*已存条目*.
+++

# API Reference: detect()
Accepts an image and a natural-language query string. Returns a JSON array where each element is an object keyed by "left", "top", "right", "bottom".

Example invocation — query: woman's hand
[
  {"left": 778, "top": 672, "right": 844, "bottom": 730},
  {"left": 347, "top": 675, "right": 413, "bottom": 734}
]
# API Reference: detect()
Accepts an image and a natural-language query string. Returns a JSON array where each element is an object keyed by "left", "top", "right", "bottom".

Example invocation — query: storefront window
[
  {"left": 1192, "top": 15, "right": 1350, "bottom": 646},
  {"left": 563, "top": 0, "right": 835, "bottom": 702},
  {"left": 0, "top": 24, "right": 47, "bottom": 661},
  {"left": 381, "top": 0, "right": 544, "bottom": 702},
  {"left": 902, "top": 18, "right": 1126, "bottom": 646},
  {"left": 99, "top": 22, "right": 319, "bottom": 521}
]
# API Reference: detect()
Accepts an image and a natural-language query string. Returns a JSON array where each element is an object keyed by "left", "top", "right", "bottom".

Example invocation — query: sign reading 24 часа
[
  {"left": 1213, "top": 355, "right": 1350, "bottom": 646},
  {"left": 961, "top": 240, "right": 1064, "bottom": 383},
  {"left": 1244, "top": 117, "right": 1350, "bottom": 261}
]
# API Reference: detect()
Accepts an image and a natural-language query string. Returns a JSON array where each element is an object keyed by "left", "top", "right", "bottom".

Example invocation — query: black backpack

+++

*任务说明*. 请找出记录中含有字符串“invocation”的每一行，并原样抄录这些行。匹配时区分大小写。

*书面回答*.
Example invocation — query: woman's hand
Example invocation — query: storefront window
Example invocation — query: sign reading 24 часа
Example invocation — query: black backpack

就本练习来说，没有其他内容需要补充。